**Reading passage:**
Coinbase stock looked cheap if you assumed that those earnings were sustainable. They were not. The cryptocurrency bubble burst, prices plunged, and scandals, blowups, and frauds rocked the industry. Through the first three quarters of 2022, Coinbase has reported a net loss of $9.39 per share. The stock is down a whopping 86% from its 52-week high.

A tough road ahead

Tesla is aiming to increase production by 50% annually for the foreseeable future. The law of large numbers, combined with a probable recession, is going to make that hard to manage next year.

The company has boosted its profit margins to impressive levels over the past few years, but that was against a backdrop of strong demand for cars and supply chain constraints that pushed up prices. That extremely favorable environment is gone.

Interest rates have risen dramatically, pushing up the cost of financing a new car. Tesla has reportedly started to offer a $3,750 discount on its Model 3 and Model Y for anyone willing to take delivery before the end of the year. That's not a particularly good sign.

It seems likely that 2023 is going to be a tough year for Tesla. Those earnings estimates are probably not realistic. A new U.S. federal tax credit for EV vehicles starting next year that applies to some Tesla models might help, but that tax credit is also available on plenty of non-Tesla vehicles.

The mistake that some Meta and Coinbase investors made was assuming the future was going to look a lot like the past. They failed to take into account uncertainty.

Right now, there's a lot of uncertainty around Tesla's 2023 results. When you factor in the chance that earnings may fall off a cliff as demand sinks in a recession, Tesla stock is nowhere near as cheap as it looks.

**Exercise tasks:**
- a) Answer these questions about the passage on Tesla stock:
(i) How far has Coinbase stock fallen from its 52-week high?
(ii) What discount has Tesla reportedly begun offering on its Model 3 and Model Y?
(iii) By what percentage does Tesla aim to increase production each year?
- b) Lay out the records starting at the line containing "Where can the concrete" and ending at the line containing "(1145, 326)" as a two-column CSV, with columns named request and points. Give one row per request, with its text and its answer each in a single quoted field and any line breaks replaced by spaces.
The records have no connection to the passage on Tesla stock.

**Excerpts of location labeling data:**
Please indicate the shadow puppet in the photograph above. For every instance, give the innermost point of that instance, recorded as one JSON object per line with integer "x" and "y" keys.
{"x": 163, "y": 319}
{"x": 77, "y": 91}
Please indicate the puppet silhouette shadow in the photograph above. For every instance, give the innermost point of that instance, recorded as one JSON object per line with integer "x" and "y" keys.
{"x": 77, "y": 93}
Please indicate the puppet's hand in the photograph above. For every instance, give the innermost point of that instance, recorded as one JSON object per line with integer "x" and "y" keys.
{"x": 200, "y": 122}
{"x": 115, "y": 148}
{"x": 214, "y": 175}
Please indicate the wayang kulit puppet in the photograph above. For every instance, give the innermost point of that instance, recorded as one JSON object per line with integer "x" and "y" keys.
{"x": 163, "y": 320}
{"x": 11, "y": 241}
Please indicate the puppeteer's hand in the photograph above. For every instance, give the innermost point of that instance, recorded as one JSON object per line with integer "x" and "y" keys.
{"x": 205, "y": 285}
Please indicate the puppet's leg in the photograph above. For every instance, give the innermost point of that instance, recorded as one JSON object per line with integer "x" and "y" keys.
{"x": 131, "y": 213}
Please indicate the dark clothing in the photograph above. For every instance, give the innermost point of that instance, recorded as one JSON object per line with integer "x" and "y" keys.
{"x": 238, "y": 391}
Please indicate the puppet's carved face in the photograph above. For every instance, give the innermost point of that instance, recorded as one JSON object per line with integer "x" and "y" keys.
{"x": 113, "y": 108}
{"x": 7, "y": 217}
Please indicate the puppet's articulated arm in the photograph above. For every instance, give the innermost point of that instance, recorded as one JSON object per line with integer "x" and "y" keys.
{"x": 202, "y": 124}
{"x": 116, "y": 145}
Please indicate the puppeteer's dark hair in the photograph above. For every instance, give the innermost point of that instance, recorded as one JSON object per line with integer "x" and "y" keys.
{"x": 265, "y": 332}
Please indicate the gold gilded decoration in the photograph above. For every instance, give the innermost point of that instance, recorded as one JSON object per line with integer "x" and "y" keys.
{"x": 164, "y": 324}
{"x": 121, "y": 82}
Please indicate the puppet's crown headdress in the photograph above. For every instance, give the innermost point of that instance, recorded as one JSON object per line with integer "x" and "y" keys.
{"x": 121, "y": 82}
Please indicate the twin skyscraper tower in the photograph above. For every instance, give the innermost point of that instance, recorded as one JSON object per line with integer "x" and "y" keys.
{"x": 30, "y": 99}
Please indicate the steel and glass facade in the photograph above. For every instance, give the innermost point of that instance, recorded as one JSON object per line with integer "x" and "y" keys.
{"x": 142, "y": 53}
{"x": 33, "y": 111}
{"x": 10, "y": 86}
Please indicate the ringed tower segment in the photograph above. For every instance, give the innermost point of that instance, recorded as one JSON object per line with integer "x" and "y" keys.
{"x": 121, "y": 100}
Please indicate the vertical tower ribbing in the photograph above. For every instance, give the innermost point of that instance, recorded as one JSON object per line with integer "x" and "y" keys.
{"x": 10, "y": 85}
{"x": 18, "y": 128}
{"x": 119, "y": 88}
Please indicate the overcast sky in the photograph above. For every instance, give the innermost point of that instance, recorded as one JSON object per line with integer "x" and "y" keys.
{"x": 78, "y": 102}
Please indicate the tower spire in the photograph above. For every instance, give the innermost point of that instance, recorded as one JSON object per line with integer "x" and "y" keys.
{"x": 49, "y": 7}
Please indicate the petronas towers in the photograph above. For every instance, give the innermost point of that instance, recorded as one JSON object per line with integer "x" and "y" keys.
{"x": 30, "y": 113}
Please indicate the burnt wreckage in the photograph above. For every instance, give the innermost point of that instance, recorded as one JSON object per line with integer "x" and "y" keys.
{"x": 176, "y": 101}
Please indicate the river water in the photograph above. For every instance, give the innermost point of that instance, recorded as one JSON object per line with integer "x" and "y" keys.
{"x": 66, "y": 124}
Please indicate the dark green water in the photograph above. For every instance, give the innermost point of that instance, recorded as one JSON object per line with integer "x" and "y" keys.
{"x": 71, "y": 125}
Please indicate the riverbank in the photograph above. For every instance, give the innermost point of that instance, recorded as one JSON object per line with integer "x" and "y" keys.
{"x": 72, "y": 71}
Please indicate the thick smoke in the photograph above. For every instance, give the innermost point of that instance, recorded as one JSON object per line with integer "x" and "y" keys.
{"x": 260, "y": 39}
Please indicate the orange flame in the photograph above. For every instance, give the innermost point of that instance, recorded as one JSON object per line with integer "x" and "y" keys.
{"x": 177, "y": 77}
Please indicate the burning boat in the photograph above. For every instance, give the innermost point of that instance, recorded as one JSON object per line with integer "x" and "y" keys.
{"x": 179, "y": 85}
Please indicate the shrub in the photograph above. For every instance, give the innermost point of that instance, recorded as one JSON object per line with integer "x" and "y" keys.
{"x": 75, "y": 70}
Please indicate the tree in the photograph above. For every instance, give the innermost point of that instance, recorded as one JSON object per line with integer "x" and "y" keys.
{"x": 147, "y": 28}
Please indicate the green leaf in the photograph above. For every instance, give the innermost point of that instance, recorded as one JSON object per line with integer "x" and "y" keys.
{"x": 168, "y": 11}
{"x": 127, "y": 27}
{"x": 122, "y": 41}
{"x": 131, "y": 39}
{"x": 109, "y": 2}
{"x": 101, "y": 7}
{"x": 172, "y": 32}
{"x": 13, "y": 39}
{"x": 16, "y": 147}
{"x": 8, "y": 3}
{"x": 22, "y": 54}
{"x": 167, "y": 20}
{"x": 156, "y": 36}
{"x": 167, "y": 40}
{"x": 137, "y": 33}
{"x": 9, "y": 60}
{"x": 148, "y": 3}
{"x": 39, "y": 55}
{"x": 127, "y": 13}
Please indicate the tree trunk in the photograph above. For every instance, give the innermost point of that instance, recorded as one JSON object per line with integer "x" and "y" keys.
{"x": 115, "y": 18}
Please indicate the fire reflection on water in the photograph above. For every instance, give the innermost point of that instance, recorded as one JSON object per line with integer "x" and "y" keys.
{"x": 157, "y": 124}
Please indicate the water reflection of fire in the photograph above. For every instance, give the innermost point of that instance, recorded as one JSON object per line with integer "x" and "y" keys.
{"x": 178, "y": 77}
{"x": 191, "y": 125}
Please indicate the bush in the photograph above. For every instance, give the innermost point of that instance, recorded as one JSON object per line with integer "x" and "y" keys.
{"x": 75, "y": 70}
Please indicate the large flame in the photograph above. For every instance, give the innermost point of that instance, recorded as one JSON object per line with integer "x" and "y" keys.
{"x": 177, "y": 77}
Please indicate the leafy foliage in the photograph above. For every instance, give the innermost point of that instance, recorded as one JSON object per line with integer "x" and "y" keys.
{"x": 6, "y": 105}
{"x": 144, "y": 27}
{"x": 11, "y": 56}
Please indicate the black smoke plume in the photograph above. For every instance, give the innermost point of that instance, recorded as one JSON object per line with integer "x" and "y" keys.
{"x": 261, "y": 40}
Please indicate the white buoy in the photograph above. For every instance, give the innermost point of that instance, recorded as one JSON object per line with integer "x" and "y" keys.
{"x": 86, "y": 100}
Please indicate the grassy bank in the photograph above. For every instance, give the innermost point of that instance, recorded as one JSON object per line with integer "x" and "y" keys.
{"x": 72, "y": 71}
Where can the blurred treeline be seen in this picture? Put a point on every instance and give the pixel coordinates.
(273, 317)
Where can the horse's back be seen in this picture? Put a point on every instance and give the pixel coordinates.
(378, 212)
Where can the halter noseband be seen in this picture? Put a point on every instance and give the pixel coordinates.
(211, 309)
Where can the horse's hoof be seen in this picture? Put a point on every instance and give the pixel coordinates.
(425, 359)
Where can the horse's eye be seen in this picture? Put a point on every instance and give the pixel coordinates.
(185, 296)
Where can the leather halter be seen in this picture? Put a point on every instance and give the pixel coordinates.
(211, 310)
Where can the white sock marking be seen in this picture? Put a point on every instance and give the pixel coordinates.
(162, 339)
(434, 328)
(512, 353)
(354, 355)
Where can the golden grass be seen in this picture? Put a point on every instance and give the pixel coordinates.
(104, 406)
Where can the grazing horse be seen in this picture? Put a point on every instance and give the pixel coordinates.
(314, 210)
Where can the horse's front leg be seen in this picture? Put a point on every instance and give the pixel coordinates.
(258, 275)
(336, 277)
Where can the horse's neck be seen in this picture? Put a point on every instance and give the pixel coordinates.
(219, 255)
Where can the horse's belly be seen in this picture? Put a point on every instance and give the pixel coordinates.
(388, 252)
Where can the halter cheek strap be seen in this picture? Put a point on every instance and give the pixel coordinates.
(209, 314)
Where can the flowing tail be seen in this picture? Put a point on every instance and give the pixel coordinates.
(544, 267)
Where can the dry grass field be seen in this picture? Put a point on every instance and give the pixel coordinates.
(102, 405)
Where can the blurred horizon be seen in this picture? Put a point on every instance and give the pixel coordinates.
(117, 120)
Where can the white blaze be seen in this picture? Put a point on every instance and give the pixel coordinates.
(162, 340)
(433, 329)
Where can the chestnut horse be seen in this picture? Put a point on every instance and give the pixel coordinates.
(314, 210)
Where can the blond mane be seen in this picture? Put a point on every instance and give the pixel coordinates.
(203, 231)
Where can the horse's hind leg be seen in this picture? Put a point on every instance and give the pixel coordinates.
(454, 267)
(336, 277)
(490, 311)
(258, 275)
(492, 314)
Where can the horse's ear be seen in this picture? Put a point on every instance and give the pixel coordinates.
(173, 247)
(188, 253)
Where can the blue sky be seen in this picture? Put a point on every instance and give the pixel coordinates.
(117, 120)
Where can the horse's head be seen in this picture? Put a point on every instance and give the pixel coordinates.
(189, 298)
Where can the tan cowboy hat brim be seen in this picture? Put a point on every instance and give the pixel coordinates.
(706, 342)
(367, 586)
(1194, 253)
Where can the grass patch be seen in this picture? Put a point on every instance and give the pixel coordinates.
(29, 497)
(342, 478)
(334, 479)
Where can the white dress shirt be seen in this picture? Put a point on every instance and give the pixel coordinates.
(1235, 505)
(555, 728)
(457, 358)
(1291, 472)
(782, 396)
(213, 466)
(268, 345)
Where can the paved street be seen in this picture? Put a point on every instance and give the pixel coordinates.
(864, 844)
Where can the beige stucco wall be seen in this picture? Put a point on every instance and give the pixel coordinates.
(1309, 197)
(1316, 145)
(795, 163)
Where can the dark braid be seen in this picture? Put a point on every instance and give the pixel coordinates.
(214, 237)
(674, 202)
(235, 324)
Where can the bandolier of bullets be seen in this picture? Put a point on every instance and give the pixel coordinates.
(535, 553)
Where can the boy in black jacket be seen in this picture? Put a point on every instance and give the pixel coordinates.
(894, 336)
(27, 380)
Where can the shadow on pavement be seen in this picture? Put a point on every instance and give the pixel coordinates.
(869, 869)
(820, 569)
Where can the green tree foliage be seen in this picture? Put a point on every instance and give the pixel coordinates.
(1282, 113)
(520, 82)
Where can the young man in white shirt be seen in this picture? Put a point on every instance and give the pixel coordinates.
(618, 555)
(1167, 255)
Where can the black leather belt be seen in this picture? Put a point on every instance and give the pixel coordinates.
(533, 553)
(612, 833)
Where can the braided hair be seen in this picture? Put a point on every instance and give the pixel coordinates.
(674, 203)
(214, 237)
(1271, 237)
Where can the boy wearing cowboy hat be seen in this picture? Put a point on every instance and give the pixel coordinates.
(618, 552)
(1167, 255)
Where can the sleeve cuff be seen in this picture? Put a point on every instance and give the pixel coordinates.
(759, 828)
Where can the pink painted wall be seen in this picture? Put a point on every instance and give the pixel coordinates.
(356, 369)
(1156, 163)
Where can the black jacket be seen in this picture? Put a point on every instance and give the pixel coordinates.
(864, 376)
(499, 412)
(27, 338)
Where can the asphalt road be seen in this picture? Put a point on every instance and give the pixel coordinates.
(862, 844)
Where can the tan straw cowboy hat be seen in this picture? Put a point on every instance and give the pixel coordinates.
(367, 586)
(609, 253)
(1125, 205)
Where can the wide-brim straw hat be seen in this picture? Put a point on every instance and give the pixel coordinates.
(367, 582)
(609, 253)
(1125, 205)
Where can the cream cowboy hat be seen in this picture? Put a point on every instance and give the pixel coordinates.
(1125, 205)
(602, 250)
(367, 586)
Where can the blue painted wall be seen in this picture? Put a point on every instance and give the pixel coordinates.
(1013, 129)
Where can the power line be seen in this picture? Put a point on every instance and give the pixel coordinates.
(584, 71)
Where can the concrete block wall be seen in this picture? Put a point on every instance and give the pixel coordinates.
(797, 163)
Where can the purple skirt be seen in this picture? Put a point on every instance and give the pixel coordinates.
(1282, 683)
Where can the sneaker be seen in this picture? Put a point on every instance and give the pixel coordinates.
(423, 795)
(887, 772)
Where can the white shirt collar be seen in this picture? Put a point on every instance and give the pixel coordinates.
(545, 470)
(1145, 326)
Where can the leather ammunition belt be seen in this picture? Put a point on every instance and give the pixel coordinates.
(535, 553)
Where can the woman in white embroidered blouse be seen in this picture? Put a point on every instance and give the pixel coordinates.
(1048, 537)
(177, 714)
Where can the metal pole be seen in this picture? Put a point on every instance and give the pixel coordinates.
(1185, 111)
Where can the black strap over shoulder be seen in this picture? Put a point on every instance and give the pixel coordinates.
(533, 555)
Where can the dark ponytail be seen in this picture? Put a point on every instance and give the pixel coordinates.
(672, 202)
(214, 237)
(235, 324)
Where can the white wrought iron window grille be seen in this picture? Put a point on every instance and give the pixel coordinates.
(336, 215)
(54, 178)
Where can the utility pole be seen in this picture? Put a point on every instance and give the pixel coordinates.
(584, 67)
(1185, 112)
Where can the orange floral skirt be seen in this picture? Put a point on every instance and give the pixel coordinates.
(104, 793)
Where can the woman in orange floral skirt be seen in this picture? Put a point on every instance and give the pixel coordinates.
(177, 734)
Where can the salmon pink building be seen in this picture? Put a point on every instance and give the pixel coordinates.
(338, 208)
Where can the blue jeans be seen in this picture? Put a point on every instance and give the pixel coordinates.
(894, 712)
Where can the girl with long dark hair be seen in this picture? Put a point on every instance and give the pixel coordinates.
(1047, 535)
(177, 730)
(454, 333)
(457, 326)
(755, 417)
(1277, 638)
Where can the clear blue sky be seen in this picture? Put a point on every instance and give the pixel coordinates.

**The responses:**
- a)
(i) 86%
(ii) $3,750
(iii) 50%

- b)
request,points
"Where can the concrete block wall be seen in this picture? Put a point on every instance and give the pixel coordinates.","(797, 163)"
"Where can the purple skirt be seen in this picture? Put a point on every instance and give the pixel coordinates.","(1282, 683)"
"Where can the sneaker be seen in this picture? Put a point on every instance and give the pixel coordinates.","(423, 795) (887, 772)"
"Where can the white shirt collar be seen in this picture? Put a point on every instance and give the pixel coordinates.","(545, 470) (1145, 326)"